Quoted passage:
"""

Let's take a look at that
in a bit more detail.
[Alberto Ferrari
BI Expert and Consultant Founder of www.sqlbi.com]
[Book Writer Microsoft Gold Business Intelligence Partner
SSAS Maestro - MVP - MCP]
[Table Functions]
>> Speaking about related table,
I started introducing
the idea of a function
that does not return a value
but returns a full table.
If you're coming
from an Excel background,
this is a kind of function
that is somewhat new
because it does not return you
one value to put into a cell.
Instead,
it returns you a full table
containing rows of some table.
And then,
you typically need to do
something else on this table.
You cannot simply take
the result of a table
and store it into a cell
or show it in a report.
You need to do something else.
DAX is extremely powerful
and has a very rich set
of table functions.
We don't have time
to see them all.
But at least to see the basic
ones and get some feeling
of how they work
and what you can do
with table functions.
The basic table functions
are only four or five.
You have FILTER, ALL, VALUES,
DISTINCT, and RELATEDTABLE.
We already spoke
about RELATEDTABLE,
so you know what it does.
I just want to introduce
the other ones,
because you will use them
very, very often
and in most of your calculation.

"""

Information shown:
"""

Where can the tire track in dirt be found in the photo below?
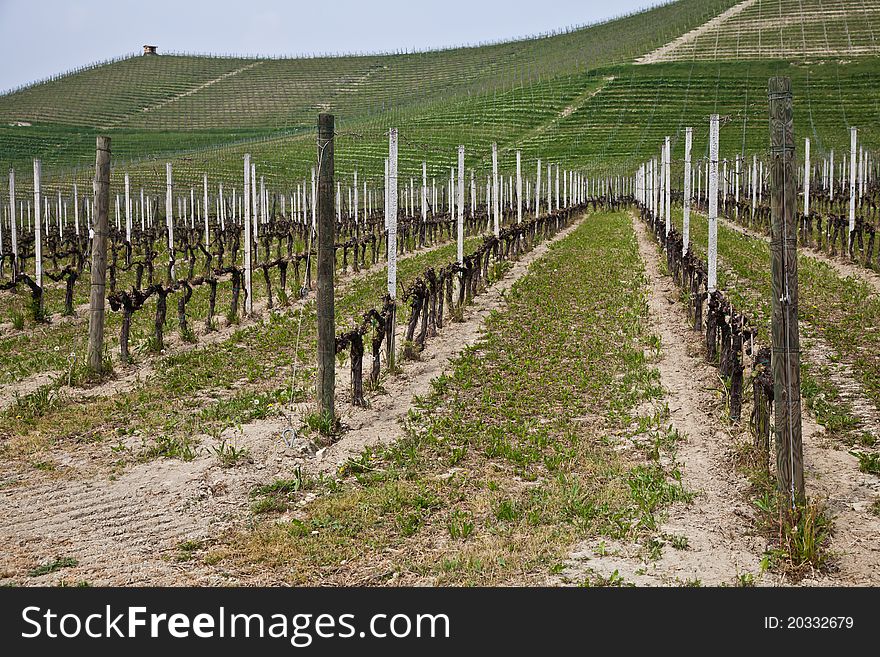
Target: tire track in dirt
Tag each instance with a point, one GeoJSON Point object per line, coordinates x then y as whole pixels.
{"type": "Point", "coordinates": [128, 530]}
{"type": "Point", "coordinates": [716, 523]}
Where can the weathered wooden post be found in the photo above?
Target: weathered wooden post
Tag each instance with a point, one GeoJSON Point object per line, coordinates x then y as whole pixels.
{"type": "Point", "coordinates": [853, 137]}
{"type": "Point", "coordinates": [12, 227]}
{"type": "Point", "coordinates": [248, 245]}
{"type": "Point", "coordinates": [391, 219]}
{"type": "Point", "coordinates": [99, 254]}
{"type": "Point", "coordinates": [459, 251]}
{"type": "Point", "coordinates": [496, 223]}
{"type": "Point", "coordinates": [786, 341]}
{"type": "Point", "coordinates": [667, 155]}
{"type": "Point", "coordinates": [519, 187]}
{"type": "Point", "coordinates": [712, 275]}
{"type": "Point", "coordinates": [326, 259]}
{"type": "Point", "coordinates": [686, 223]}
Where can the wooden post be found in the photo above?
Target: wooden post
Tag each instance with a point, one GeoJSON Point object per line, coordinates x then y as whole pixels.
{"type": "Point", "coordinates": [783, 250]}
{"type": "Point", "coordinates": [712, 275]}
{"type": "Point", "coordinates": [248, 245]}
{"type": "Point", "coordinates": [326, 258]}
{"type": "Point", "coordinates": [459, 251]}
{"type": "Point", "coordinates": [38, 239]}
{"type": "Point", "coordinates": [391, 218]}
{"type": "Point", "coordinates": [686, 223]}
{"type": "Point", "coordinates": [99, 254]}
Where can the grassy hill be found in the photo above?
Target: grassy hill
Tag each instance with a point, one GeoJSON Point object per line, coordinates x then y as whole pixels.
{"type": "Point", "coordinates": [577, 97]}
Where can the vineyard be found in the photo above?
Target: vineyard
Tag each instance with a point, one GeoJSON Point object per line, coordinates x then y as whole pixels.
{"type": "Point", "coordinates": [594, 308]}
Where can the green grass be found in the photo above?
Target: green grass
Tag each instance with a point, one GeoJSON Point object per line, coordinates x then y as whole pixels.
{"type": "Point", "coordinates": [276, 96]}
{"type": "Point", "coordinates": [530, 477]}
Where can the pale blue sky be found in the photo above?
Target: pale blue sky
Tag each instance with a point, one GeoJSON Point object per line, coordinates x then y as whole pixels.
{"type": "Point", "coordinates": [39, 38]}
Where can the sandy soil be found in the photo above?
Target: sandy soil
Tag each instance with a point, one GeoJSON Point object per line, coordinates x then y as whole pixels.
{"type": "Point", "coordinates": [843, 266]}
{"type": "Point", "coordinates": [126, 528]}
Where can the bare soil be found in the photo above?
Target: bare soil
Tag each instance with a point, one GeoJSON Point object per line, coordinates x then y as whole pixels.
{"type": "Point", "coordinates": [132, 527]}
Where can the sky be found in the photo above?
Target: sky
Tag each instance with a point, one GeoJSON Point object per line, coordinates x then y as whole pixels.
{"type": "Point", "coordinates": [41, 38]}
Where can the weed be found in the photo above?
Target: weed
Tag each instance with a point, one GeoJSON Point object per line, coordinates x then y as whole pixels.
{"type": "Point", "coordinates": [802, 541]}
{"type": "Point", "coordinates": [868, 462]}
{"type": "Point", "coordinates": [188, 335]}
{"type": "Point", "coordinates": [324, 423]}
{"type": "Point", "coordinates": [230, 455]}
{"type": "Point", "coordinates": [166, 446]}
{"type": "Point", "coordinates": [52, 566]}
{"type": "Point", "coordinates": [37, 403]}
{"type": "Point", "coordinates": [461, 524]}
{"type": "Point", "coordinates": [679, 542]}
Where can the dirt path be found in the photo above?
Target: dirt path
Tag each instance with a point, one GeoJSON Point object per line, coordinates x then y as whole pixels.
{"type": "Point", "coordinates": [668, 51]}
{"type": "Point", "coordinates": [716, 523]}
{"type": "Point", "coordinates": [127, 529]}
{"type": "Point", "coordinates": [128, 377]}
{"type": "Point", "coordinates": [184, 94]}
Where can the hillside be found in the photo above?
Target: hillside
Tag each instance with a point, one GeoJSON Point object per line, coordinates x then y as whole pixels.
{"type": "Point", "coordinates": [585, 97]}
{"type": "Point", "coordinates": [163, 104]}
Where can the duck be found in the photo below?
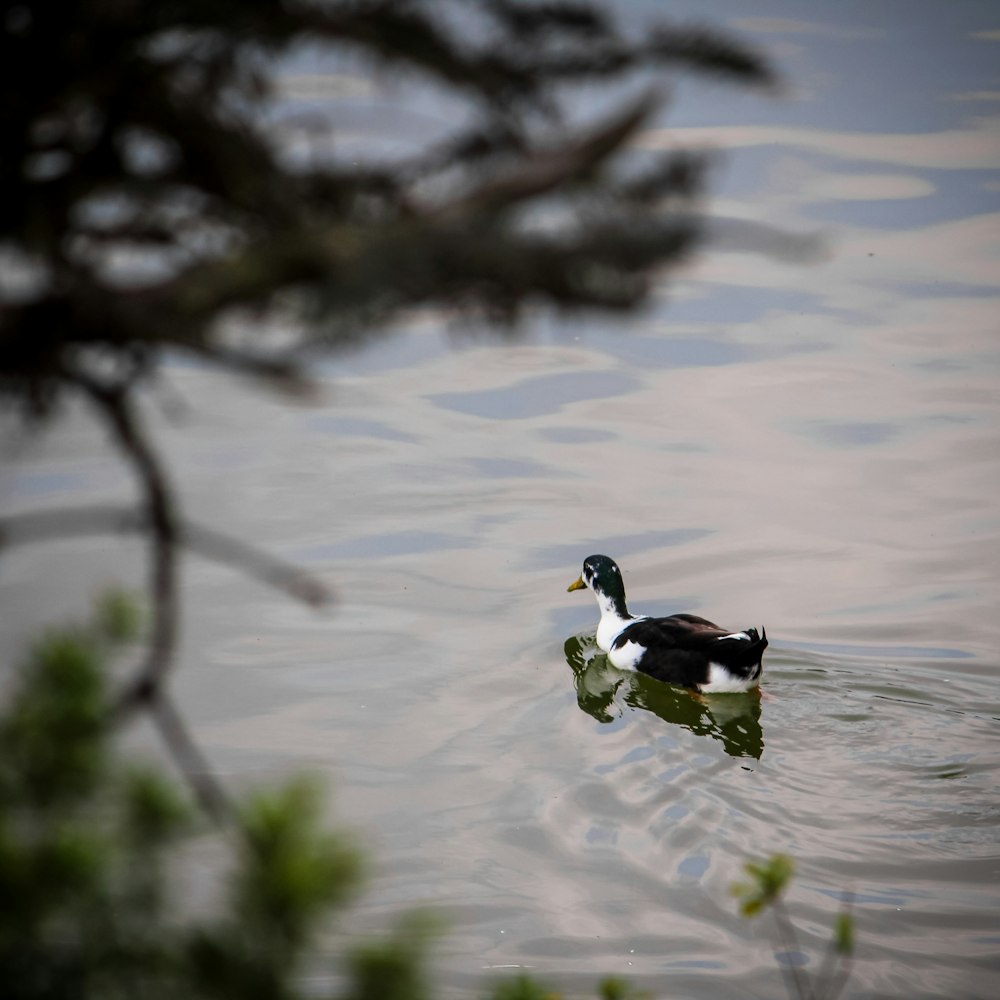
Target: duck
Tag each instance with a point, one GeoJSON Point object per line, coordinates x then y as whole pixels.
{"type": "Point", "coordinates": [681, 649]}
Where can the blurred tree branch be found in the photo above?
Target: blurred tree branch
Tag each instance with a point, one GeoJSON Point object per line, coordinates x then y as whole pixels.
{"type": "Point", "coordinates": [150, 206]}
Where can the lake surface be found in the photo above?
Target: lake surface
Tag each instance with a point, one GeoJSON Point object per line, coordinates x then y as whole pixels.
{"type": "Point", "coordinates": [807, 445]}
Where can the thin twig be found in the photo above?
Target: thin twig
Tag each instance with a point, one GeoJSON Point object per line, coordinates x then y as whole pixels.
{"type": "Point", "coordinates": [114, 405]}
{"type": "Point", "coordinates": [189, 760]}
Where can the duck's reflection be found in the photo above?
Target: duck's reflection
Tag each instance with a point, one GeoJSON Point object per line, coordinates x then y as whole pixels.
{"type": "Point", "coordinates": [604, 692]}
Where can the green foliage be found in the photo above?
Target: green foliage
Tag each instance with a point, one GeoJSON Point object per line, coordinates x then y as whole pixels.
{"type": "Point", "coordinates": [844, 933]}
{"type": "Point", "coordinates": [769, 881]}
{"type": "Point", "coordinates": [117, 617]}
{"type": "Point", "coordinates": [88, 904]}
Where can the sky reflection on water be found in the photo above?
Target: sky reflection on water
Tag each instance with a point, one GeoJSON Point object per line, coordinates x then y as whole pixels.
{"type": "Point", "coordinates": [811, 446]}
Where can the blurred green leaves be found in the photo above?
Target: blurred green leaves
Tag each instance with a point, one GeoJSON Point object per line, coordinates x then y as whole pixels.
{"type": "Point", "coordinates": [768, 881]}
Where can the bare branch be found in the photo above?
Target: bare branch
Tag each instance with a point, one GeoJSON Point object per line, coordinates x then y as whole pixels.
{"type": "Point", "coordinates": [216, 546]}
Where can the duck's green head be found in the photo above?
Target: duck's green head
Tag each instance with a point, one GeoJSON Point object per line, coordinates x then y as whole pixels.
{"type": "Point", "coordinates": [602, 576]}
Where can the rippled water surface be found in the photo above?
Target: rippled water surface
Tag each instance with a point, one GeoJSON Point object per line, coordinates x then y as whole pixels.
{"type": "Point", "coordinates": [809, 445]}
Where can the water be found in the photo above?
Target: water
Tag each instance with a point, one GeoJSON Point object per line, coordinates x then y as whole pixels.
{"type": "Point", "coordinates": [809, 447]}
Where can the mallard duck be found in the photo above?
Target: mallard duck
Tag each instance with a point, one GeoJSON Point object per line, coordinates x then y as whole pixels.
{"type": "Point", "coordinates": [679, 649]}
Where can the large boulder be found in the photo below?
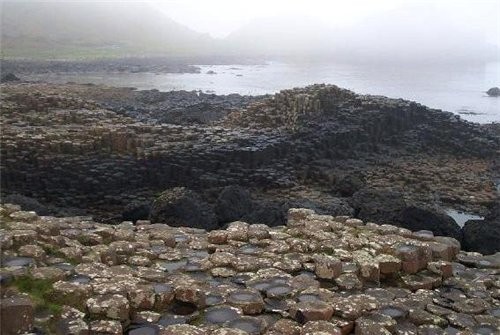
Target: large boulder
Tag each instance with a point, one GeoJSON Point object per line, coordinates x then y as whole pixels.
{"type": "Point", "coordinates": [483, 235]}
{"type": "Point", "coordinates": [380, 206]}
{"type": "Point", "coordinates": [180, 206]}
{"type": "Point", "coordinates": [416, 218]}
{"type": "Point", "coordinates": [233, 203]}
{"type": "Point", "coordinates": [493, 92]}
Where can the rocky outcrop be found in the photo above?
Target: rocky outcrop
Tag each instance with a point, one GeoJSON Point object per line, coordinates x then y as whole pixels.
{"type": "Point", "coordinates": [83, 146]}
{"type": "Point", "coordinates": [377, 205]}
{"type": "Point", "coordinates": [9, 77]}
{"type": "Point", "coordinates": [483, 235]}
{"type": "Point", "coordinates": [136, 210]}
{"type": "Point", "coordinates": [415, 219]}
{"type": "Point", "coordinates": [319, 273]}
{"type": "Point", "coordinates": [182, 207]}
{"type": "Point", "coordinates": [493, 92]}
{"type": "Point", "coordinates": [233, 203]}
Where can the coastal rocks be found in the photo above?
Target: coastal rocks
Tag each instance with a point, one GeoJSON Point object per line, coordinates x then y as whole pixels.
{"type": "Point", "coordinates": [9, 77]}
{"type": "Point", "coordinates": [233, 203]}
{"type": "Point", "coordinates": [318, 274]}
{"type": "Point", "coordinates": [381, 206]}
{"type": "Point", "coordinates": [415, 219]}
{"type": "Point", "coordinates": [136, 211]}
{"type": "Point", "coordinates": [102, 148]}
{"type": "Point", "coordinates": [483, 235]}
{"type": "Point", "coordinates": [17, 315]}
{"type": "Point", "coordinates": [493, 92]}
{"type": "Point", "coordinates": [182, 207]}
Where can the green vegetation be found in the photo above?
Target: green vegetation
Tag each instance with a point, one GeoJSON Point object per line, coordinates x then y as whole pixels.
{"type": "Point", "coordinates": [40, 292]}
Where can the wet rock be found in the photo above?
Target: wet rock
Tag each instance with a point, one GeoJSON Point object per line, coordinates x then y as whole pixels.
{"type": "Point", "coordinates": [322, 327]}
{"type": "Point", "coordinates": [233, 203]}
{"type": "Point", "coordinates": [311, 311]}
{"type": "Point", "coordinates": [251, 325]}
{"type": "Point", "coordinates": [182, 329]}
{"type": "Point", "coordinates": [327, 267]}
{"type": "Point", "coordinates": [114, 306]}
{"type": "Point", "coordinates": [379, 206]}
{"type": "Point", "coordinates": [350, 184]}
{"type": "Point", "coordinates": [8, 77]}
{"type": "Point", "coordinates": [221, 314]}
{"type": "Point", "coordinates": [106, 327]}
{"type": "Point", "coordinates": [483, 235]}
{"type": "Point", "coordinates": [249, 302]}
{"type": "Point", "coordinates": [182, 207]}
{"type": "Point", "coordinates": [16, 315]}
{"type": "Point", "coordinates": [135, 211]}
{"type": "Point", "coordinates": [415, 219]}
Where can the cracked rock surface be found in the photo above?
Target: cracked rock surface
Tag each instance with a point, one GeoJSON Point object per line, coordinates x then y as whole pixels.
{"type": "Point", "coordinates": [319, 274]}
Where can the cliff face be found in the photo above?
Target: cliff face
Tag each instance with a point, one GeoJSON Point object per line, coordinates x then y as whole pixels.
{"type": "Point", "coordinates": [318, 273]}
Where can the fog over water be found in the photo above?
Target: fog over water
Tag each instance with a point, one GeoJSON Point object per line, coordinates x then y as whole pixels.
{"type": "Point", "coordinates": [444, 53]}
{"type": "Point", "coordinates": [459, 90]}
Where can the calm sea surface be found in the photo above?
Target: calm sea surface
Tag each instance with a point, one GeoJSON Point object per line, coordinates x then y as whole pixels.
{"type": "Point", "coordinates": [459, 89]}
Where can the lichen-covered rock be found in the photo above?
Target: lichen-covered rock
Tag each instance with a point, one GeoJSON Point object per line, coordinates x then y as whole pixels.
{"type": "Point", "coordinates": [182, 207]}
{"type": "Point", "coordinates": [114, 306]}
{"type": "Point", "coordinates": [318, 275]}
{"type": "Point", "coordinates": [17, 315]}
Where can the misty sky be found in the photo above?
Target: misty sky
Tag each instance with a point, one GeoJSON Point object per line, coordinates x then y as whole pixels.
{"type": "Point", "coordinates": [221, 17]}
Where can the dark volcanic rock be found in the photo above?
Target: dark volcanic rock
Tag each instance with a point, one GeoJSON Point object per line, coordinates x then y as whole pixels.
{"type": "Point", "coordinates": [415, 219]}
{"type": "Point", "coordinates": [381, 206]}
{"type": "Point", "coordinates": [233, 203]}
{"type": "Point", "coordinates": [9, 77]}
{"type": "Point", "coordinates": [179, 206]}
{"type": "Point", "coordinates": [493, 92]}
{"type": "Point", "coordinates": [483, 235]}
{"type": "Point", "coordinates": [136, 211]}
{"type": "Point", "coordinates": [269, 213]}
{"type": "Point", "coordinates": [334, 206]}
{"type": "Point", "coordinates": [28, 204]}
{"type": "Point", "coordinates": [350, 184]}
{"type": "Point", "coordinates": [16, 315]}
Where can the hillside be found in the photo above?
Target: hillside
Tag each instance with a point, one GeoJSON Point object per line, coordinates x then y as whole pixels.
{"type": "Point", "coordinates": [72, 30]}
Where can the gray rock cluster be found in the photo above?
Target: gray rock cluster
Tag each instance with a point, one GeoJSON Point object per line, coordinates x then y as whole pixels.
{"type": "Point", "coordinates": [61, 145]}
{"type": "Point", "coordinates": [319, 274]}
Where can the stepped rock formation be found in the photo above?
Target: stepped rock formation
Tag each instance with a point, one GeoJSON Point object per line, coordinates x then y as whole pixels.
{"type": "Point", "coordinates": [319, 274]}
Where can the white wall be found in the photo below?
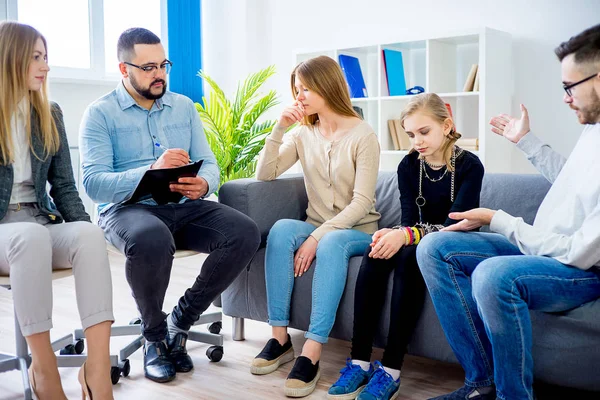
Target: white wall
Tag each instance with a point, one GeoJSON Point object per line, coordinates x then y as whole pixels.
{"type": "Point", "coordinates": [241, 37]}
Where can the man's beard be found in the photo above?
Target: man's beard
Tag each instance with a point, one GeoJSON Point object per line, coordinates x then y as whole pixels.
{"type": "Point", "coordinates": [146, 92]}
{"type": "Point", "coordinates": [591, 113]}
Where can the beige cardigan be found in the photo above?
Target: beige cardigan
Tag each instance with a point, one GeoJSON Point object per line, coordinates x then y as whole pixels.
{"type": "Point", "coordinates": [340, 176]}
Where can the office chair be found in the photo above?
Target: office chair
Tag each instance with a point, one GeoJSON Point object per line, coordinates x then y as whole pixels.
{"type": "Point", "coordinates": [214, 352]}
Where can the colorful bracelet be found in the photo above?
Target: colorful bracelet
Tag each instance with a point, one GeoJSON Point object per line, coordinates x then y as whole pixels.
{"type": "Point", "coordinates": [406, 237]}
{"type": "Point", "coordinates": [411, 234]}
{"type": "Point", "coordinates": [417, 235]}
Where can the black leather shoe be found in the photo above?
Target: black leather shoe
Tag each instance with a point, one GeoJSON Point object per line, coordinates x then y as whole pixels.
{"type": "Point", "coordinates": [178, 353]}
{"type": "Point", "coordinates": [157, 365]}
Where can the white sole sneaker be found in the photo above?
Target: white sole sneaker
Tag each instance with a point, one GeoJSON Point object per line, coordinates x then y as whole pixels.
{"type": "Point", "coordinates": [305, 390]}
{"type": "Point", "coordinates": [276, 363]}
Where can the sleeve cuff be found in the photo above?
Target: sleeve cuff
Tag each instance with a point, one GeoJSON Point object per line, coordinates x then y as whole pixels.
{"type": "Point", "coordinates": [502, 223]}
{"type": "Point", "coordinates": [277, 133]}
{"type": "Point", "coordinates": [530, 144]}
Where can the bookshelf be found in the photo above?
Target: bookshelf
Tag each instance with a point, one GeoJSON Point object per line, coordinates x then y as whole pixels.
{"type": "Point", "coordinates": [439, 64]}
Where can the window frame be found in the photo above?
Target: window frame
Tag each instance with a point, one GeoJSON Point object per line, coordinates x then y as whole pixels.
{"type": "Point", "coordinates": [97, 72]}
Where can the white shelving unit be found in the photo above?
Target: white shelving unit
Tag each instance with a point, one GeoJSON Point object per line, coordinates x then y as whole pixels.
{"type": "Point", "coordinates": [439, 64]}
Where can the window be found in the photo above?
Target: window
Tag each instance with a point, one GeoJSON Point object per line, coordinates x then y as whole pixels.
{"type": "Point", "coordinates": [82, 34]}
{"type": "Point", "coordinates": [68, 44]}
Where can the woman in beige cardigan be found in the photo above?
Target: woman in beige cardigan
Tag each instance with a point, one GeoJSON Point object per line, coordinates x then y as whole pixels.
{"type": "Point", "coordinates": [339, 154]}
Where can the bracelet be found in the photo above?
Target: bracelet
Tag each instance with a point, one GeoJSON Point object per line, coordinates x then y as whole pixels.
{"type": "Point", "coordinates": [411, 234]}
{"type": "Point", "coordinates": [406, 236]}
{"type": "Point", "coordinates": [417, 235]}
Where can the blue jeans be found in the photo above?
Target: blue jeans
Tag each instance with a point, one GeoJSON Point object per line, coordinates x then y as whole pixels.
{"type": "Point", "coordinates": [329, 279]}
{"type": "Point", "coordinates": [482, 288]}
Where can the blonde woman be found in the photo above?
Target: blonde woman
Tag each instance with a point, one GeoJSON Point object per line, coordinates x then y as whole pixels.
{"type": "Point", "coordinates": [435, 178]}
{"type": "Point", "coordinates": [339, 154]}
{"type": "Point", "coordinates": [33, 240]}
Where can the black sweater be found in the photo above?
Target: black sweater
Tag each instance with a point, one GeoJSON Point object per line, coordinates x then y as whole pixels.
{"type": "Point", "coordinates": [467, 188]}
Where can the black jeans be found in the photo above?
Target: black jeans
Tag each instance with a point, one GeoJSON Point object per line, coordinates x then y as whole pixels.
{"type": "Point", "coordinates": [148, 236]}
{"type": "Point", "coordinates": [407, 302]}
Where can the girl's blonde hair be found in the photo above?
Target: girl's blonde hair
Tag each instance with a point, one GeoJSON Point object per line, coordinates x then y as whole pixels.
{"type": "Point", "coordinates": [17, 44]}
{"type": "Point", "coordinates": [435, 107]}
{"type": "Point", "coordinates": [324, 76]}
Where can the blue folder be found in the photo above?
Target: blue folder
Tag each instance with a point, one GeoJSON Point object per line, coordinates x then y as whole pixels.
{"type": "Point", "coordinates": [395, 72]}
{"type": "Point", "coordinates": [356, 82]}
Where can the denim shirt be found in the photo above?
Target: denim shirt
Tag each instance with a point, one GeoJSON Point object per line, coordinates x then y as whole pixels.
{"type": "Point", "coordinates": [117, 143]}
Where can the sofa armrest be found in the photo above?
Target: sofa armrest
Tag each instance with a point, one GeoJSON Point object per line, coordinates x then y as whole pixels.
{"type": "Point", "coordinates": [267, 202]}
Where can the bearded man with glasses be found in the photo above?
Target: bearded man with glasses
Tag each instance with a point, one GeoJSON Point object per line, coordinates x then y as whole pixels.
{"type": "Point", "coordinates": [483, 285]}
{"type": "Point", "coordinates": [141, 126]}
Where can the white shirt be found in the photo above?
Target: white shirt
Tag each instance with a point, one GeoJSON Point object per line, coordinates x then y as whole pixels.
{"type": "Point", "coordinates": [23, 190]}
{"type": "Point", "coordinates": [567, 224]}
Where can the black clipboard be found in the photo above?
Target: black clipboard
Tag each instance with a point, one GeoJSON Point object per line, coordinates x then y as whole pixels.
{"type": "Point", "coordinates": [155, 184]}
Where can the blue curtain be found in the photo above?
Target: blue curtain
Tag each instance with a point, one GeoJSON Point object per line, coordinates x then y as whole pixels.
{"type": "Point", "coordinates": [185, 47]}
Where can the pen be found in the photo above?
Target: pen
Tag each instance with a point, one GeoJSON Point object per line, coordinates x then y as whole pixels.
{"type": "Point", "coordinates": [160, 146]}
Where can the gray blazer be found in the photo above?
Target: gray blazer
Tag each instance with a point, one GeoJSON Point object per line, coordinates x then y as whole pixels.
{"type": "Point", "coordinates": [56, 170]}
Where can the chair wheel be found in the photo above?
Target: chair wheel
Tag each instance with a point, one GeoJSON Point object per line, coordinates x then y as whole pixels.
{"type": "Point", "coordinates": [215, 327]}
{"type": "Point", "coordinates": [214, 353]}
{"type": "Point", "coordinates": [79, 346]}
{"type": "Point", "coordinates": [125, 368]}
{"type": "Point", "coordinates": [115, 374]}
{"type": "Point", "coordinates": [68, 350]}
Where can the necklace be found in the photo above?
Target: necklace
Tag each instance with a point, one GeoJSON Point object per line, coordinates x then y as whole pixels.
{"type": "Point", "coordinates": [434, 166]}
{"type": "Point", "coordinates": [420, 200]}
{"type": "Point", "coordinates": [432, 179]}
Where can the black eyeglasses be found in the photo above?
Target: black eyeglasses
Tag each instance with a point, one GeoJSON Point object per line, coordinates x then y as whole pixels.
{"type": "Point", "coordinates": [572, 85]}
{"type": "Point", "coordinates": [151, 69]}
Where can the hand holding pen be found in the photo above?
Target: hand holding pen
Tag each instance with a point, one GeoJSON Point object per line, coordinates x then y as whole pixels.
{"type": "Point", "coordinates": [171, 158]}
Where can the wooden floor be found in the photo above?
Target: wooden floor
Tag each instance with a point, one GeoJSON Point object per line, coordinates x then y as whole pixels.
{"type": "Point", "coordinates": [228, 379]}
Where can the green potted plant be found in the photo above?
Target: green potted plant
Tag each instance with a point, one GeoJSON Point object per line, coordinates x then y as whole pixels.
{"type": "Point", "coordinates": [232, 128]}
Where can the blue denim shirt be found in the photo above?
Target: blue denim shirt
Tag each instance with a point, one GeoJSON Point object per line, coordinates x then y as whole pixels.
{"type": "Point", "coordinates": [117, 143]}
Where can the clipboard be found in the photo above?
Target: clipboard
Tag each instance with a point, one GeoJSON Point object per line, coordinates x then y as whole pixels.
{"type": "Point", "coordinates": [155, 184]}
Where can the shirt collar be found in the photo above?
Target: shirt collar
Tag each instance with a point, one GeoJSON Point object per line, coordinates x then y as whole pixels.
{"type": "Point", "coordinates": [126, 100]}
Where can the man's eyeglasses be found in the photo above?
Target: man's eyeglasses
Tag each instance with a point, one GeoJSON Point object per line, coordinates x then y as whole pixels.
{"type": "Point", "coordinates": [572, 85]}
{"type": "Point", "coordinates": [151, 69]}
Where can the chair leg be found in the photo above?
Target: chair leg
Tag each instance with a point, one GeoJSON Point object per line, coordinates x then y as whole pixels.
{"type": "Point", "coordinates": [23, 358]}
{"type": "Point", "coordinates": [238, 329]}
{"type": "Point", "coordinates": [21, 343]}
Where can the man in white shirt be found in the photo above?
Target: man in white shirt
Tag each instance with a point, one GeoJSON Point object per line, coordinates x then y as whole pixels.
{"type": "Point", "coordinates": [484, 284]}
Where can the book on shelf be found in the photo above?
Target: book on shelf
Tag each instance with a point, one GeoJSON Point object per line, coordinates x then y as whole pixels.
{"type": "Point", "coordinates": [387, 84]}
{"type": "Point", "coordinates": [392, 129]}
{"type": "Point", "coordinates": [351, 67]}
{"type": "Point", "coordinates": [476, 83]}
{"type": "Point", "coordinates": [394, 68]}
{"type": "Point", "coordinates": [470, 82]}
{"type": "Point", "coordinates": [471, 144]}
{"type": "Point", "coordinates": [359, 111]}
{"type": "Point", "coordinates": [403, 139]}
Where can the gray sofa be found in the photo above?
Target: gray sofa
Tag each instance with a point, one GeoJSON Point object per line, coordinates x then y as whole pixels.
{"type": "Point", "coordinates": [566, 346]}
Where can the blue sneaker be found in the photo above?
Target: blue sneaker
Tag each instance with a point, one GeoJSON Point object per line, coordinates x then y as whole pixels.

"""

Task description: Carry the transcript on DAX table functions forward from its last sentence. The rows are not needed for this.

Answer to the exercise:
The result of table functions
is typically
used for other functions.
You'd never publish it
as a final value.
And of course,
the power of table function
is that you can combine them
in more complex ways.
[Filtering a Table]
>> Let's start
discovering Filter.
Filter is very simple.
For the next few days...
For the next few slides,
I will not use
the Contoso model.
I will use
a much simpler data model
that only contains
one table with these rows.
So it contains orders.
Oh, there I can read it.
It contains the city,
the channel,
the color, size,
quantity, and price,
just those columns
and only eight rows.
And imagine that I create
a measure that has a SUMX
over filter, orders, where
order price is greater than 1.
I put that
into an Excel pivot table.
This is not using in Power BI.
It's an old using still Excel.
But there are many
of them similar.
And you see that for each cell,
I see a different value.
Let's see how it works.
For example, to compute
the value of this cell, 192,
which is the value for green.
When it's time
to compute that value,
the first thing that
the engine does is say,
"Oh, you're probably interested
in getting only the green value
and the internet value,"
because the slicer
is filtering only internet
and on the rows
I put the color green,
so I'm not seeing the old model.
But only the two rows
which are at the bottom
that contain green
and internet values.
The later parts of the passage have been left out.